八王子といえば、小田原北条氏の氏康、氏照が築いた山城として知られる八王子城があります。天正18年(1590)6月23日に、豊臣秀吉の関東制圧の一環で、前田、上杉に攻められ落城し、これが決め手となり籠城を続けていた小田原城は、開城し北条氏は滅亡しました。この滅亡の約30年程前の永禄4年(1561)9月に、甲斐武田信玄の四女として【松姫】が誕生します。7歳のときに織田信長の嫡子で当時11歳の信忠と婚約をします。しかし、元亀3年(1572)に、信長は、大軍を率いて宿願の上洛の軍をお越しました。行く手には、徳川家康がおり三方ヶ原で合戦が起こりました。信長は、家康のために援軍を送りますが、信玄の圧勝として戦が終わります。この援軍問題で、松姫の婚約は、破棄となります。更には、天正元年(1573)に信玄が亡くなり天正10年(1582)3月に勝頼が天目山で討死し、甲斐源氏武田家が滅亡する不運がつきまといました。松姫はというと、兄の仁科五郎盛信(信玄の五男で信濃の仁科家)のすすめにより高遠城に行きます。しかし、信長軍の侵攻により盛信の娘(督姫)新府城の勝頼の娘(貞姫)小山田信茂の娘(香貴姫)、護衛の武士に連れられて武蔵国横山宿の恩方村の金照庵に落ち着きます。その後、禅師の下で信松禅尼となります。天正18年(1590)に、上野原宿で御所水の流れも清い景勝の地、御所水の里へ移住します。この地に庵を構えます。それが現在の信松院です。

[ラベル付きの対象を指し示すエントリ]
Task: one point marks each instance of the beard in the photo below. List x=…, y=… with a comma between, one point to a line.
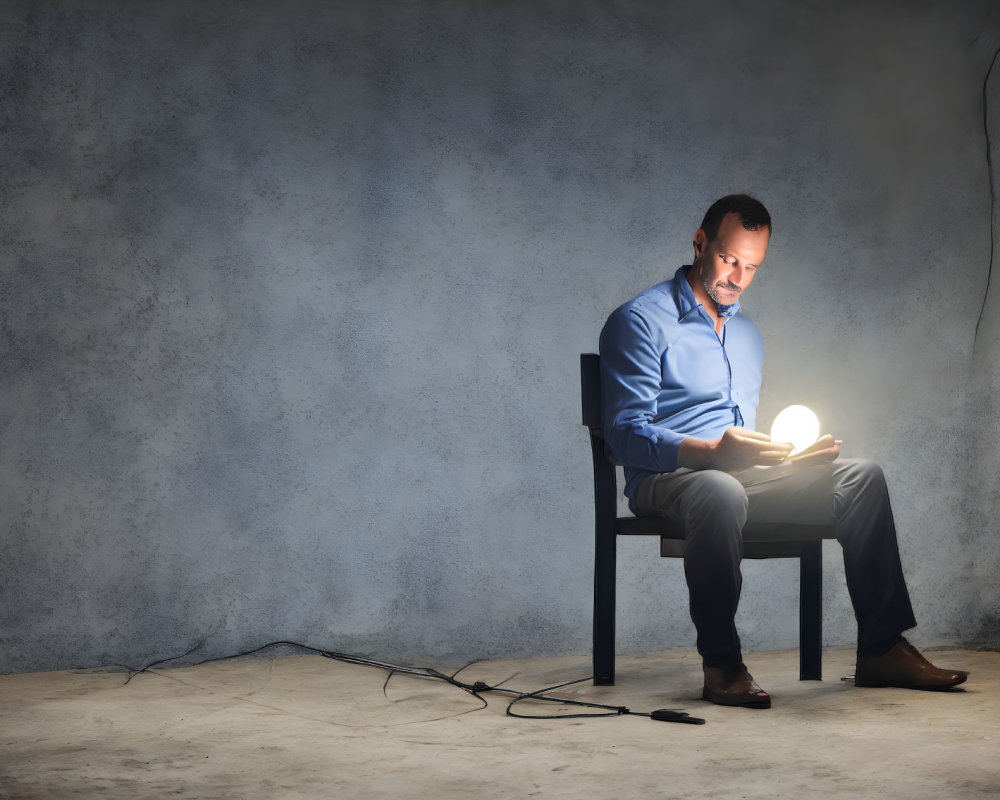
x=713, y=289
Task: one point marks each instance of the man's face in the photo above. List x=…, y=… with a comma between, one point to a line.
x=727, y=264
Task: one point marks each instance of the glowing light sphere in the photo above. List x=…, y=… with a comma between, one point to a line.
x=796, y=424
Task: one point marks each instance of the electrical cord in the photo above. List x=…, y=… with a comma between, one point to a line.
x=989, y=169
x=475, y=689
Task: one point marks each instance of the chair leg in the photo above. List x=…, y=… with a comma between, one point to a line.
x=604, y=606
x=811, y=611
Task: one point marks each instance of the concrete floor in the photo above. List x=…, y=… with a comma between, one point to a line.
x=310, y=727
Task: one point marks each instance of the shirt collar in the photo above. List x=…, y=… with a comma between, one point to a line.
x=686, y=300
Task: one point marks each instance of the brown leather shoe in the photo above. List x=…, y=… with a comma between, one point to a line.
x=732, y=685
x=904, y=668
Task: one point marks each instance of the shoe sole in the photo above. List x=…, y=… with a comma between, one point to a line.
x=886, y=685
x=736, y=700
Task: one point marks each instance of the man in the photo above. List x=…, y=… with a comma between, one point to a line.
x=681, y=370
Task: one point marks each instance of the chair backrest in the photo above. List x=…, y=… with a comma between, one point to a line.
x=590, y=390
x=605, y=479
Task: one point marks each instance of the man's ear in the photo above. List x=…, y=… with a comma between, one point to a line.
x=700, y=240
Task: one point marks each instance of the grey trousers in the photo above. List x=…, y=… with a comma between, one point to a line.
x=714, y=506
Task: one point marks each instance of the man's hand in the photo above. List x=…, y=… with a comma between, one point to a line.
x=736, y=450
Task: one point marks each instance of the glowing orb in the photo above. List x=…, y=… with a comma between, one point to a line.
x=796, y=424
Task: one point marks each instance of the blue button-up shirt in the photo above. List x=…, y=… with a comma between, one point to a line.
x=666, y=376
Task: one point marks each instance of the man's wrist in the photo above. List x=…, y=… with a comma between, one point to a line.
x=696, y=453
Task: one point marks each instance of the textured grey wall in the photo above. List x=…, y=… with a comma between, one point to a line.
x=292, y=297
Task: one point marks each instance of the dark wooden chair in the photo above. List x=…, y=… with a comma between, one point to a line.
x=804, y=542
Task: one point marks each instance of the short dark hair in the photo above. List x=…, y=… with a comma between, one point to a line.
x=752, y=213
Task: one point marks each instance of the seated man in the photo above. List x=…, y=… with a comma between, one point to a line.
x=681, y=373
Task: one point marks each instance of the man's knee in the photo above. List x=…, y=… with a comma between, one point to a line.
x=857, y=479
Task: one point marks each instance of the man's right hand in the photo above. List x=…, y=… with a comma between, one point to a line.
x=736, y=450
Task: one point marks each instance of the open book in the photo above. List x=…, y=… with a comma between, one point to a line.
x=822, y=451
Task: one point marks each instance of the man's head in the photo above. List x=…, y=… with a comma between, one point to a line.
x=728, y=247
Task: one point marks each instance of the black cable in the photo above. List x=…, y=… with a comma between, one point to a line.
x=993, y=197
x=475, y=689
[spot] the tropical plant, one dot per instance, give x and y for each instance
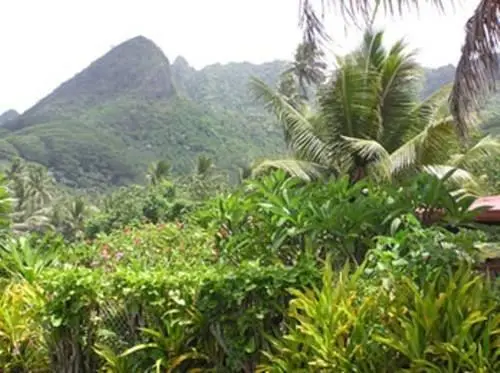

* [課題]:
松姫についての文章のうち、「八王子といえば、小田原北条氏」から始まり「す。それが現在の信松院です。」で終わる部分を、一字一句違えずに書き写しなさい。 エントリを参照する必要はない。

* [解答]:
八王子といえば、小田原北条氏の氏康、氏照が築いた山城として知られる八王子城があります。天正18年(1590)6月23日に、豊臣秀吉の関東制圧の一環で、前田、上杉に攻められ落城し、これが決め手となり籠城を続けていた小田原城は、開城し北条氏は滅亡しました。この滅亡の約30年程前の永禄4年(1561)9月に、甲斐武田信玄の四女として【松姫】が誕生します。7歳のときに織田信長の嫡子で当時11歳の信忠と婚約をします。しかし、元亀3年(1572)に、信長は、大軍を率いて宿願の上洛の軍をお越しました。行く手には、徳川家康がおり三方ヶ原で合戦が起こりました。信長は、家康のために援軍を送りますが、信玄の圧勝として戦が終わります。この援軍問題で、松姫の婚約は、破棄となります。更には、天正元年(1573)に信玄が亡くなり天正10年(1582)3月に勝頼が天目山で討死し、甲斐源氏武田家が滅亡する不運がつきまといました。松姫はというと、兄の仁科五郎盛信(信玄の五男で信濃の仁科家)のすすめにより高遠城に行きます。しかし、信長軍の侵攻により盛信の娘(督姫)新府城の勝頼の娘(貞姫)小山田信茂の娘(香貴姫)、護衛の武士に連れられて武蔵国横山宿の恩方村の金照庵に落ち着きます。その後、禅師の下で信松禅尼となります。天正18年(1590)に、上野原宿で御所水の流れも清い景勝の地、御所水の里へ移住します。この地に庵を構えます。それが現在の信松院です。